__Aim of the exercise__. Each line below should be quoted exactly, please.

__Dataset rows__.

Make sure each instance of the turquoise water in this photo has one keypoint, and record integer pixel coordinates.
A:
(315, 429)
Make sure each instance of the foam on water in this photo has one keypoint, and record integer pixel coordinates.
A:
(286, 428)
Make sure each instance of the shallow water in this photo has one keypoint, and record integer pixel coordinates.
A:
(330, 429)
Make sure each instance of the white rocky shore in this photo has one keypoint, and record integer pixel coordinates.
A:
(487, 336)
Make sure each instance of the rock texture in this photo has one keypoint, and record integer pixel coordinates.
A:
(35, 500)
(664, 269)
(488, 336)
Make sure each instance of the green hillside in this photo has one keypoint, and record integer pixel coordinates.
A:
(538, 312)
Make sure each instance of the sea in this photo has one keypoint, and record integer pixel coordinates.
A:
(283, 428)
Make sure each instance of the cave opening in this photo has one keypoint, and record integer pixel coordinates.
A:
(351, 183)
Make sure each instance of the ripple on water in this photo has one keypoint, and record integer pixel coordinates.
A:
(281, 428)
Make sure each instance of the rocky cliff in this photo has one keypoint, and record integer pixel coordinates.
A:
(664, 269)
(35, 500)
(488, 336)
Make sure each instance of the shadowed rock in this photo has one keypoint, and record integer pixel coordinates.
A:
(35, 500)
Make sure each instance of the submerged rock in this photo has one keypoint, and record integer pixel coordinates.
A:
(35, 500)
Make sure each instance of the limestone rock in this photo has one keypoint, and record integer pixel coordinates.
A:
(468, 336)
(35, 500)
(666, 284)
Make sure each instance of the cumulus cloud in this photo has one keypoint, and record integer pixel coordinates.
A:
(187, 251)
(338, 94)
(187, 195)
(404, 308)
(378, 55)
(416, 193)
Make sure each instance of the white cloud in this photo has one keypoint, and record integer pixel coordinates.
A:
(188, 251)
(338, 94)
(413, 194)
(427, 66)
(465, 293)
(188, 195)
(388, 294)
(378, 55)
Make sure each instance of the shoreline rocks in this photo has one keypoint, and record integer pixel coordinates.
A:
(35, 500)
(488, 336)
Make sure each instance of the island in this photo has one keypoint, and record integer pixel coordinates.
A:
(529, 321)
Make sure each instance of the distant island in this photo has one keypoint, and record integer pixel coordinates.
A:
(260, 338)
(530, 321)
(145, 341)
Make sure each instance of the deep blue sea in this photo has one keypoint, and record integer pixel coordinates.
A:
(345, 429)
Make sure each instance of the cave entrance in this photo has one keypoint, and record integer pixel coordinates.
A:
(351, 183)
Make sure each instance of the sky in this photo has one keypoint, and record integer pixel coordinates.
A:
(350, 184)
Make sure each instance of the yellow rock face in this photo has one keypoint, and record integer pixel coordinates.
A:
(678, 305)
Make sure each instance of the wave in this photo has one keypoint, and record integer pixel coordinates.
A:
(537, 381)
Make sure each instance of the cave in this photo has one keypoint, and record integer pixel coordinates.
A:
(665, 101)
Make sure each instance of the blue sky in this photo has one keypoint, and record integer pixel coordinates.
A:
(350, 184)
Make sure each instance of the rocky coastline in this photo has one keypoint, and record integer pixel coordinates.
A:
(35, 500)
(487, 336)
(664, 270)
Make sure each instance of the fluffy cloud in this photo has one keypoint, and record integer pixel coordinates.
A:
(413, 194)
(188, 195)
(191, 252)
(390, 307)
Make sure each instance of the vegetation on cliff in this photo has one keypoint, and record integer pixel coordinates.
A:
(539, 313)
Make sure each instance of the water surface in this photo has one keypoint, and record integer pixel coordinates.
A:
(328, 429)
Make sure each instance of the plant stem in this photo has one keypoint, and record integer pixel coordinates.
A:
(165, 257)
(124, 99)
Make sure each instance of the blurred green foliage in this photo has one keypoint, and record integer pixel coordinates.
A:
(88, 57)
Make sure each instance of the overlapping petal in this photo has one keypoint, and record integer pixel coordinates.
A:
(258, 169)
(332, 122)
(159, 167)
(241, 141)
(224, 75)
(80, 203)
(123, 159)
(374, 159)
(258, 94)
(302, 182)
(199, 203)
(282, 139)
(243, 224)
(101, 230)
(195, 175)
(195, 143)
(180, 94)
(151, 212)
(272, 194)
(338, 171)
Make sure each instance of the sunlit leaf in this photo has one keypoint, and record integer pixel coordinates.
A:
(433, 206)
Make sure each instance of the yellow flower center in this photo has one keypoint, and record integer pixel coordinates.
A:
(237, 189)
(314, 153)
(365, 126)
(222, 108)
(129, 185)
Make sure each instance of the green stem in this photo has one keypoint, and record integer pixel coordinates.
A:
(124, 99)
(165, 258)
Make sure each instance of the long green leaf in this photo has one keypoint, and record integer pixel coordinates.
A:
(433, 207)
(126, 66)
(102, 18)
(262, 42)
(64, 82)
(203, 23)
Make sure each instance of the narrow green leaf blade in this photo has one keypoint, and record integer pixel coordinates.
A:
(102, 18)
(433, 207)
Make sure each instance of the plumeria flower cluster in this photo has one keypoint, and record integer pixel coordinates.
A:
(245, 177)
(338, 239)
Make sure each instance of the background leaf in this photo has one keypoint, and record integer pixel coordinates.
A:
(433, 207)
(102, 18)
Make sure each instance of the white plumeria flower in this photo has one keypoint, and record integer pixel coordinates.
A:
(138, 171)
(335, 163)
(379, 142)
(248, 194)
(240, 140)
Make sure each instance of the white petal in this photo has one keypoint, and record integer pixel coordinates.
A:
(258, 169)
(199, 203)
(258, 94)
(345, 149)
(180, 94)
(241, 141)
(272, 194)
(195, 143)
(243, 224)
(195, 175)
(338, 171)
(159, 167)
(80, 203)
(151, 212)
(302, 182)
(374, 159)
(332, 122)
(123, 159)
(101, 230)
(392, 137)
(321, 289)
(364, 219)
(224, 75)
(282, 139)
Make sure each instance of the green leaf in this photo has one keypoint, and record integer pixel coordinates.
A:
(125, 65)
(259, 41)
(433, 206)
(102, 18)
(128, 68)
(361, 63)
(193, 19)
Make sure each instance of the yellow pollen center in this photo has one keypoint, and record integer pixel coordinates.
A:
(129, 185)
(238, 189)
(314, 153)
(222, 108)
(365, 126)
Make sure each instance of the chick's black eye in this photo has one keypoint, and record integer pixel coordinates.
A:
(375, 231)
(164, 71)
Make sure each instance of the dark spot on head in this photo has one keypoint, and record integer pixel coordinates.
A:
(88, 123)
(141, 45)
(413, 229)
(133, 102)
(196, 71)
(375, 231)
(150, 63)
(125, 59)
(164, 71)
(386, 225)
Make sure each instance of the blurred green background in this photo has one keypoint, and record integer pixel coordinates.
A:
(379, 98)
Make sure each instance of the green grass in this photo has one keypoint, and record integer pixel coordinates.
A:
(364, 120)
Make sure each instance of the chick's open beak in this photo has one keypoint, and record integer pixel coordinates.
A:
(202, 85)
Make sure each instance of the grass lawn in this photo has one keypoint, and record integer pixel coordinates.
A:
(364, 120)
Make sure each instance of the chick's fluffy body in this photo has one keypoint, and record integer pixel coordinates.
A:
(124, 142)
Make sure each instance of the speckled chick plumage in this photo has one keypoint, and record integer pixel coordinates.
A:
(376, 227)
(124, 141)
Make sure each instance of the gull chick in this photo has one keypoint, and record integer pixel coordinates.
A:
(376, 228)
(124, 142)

__Answer in full__.
Make sure each instance of the turquoise water in this photo has one keypoint, and record integer pixel coordinates.
A:
(315, 429)
Make sure each instance of the foam on water in this photo has one keypoint, and record integer pixel coordinates.
A:
(286, 428)
Make sure each instance of the shallow water in this photo has one keypoint, and record integer pixel coordinates.
A:
(330, 429)
Make sure each instance of the white rocky shore in this photo has one keypoint, and record integer pixel coordinates.
A:
(487, 336)
Make sure each instance of the rock texture in this photo has one keypoint, and record integer pixel coordinates.
A:
(35, 500)
(664, 269)
(488, 336)
Make sure each instance of the green hillside in this photo has one keypoint, and record integer pixel coordinates.
A:
(538, 312)
Make sure each instance of the sea in this photo has one keypoint, and record integer pixel coordinates.
A:
(283, 428)
Make sure each instance of the cave opening in this photo has one keypoint, and record integer pixel coordinates.
A:
(351, 183)
Make sure each instance of the ripple on water in this photo has one keypoint, and record integer pixel coordinates.
A:
(281, 428)
Make sure each instance of the rocky cliff in this photo has one keypoint, and record integer pixel coordinates.
A:
(664, 269)
(35, 500)
(488, 336)
Make sure each instance of the shadowed rock in this photo has one keypoint, and record integer pixel coordinates.
A:
(35, 500)
Make sure each instance of the submerged rock in this photo has one keypoint, and record integer pixel coordinates.
A:
(35, 500)
Make sure each instance of the limestone rock in this photo has one keypoint, and record integer pixel coordinates.
A:
(468, 336)
(35, 500)
(666, 284)
Make sure each instance of the cumulus cloud in this photo has one keypoint, and record integer pixel coordinates.
A:
(187, 251)
(338, 94)
(187, 195)
(404, 308)
(378, 55)
(416, 193)
Make sure each instance of the white cloud in this photo has one keypoint, and record integer pixel coordinates.
A:
(188, 251)
(338, 94)
(413, 194)
(427, 66)
(465, 293)
(188, 195)
(388, 294)
(378, 55)
Make sure each instance of the shoreline rocks in this photo has one keypoint, and record integer pixel coordinates.
A:
(35, 500)
(488, 336)
Make sure each instance of the island in this photo has one keypoint, and record integer pixel coordinates.
A:
(529, 321)
Make sure each instance of the distant island in this photo has one keypoint, and record integer pixel coordinates.
A:
(260, 338)
(530, 321)
(145, 341)
Make sure each instance of the deep blue sea in this photo has one keypoint, and record integer pixel coordinates.
A:
(345, 429)
Make sure each instance of the cave entrance in this photo has one keypoint, and record integer pixel coordinates.
A:
(351, 183)
Make sure each instance of the sky in this photo has one keypoint, and record integer pixel coordinates.
A:
(350, 184)
Make sure each instance of the yellow rock face in this photo has one keypoint, and record integer pixel coordinates.
A:
(678, 305)
Make sure each instance of the wave in this photo has one keypoint, and record integer pixel coordinates.
A:
(537, 381)
Make sure each instance of the cave in this photo has one keypoint, and record integer pixel coordinates.
A:
(665, 101)
Make sure each instance of the blue sky in this photo has one keypoint, and record integer pixel coordinates.
A:
(350, 184)
Make sure each instance of the rocky coastline in this photo has one keypoint, and record integer pixel coordinates.
A:
(35, 500)
(487, 336)
(664, 270)
Make sure each instance of the fluffy cloud in this photo has one keypoint, and record integer pixel coordinates.
A:
(413, 194)
(188, 195)
(191, 252)
(390, 307)
Make sure each instance of the vegetation on cliff in this photo has one keypoint, and record integer pixel coordinates.
A:
(539, 313)
Make sure each instance of the water surface in this photo has one keypoint, and record integer pixel coordinates.
A:
(328, 429)
Make sure each instance of the plant stem in this photo has one keypoint, and record integer pixel coordinates.
A:
(165, 257)
(124, 99)
Make sure each instance of the blurred green foliage in this photo has one keypoint, and record integer pixel coordinates.
A:
(88, 57)
Make sure each instance of the overlapping petal in this photo has one keypoint, and record integer pixel coordinates.
A:
(258, 169)
(332, 122)
(159, 167)
(241, 141)
(224, 75)
(80, 203)
(123, 159)
(374, 159)
(258, 94)
(302, 182)
(199, 203)
(282, 139)
(243, 224)
(101, 230)
(195, 175)
(195, 143)
(180, 94)
(151, 212)
(272, 194)
(338, 171)
Make sure each instance of the sunlit leaf in this photo has one keypoint, and record integer pixel coordinates.
A:
(433, 206)
Make sure each instance of the yellow flower center in this photo has one keypoint, and record integer pixel coordinates.
A:
(237, 189)
(314, 153)
(365, 126)
(222, 108)
(129, 185)
Make sure each instance of the green stem in this photo has one keypoint, and record integer pixel coordinates.
A:
(124, 99)
(165, 258)
Make sure each instance of the long green leaf in this photo has one keypoint, and record integer pixel coordinates.
A:
(433, 207)
(126, 66)
(102, 18)
(262, 42)
(64, 82)
(203, 23)
Make sure each instance of the narrow green leaf blade in this photo has one keypoint, and record integer pixel coordinates.
A:
(102, 18)
(433, 207)
Make sure each instance of the plumeria flower cluster in this photo has one keypoint, and record integer pixel coordinates.
A:
(245, 177)
(338, 239)
Make sure each instance of the background leaf in this photo has one keypoint, and record integer pixel coordinates.
A:
(433, 207)
(102, 18)
Make sure each instance of the white plumeria flower in this photo has one keypoint, and record integer pixel coordinates.
A:
(138, 171)
(335, 163)
(379, 142)
(248, 194)
(240, 140)
Make sure each instance of the white petal in this photo has one keypoint, and record integer pixel coordinates.
A:
(258, 169)
(199, 203)
(258, 94)
(345, 149)
(180, 94)
(241, 141)
(272, 194)
(195, 143)
(243, 224)
(195, 175)
(338, 171)
(159, 167)
(80, 203)
(151, 212)
(302, 182)
(374, 159)
(332, 122)
(123, 159)
(101, 230)
(392, 137)
(321, 289)
(364, 219)
(224, 75)
(282, 139)
Make sure each instance of the green leaf in this photo has one keypoint, and record integer pixel coordinates.
A:
(125, 65)
(259, 41)
(433, 206)
(102, 18)
(128, 68)
(361, 63)
(193, 19)
Make sure each instance of the yellow pollen center in this photo has one keypoint, and record integer pixel coordinates.
A:
(129, 185)
(238, 189)
(314, 153)
(222, 108)
(365, 126)
Make sure each instance of the chick's black eye in this photo has one keypoint, and record integer pixel coordinates.
A:
(375, 231)
(164, 71)
Make sure each instance of the dark spot on head in this photo has one keypoint, and record integer pixel coordinates.
A:
(88, 123)
(141, 45)
(413, 229)
(133, 102)
(196, 71)
(375, 231)
(150, 63)
(125, 59)
(164, 71)
(386, 225)
Make sure each instance of the blurred green background in this photo has one keypoint, and record integer pixel coordinates.
A:
(379, 98)
Make sure each instance of the green grass in this photo has one keypoint, and record integer pixel coordinates.
A:
(364, 120)
Make sure each instance of the chick's open beak in this photo has one keypoint, and record integer pixel coordinates.
A:
(202, 85)
Make sure each instance of the grass lawn in this photo has one keypoint, and record integer pixel coordinates.
A:
(364, 120)
Make sure each instance of the chick's fluffy body in this photo has one keypoint, and record integer pixel coordinates.
A:
(124, 142)
Make sure each instance of the speckled chick plumage in this photo has one keypoint, and record integer pixel coordinates.
A:
(376, 227)
(124, 141)
Make sure each instance of the gull chick in this photo has one keypoint, and record integer pixel coordinates.
A:
(376, 228)
(124, 142)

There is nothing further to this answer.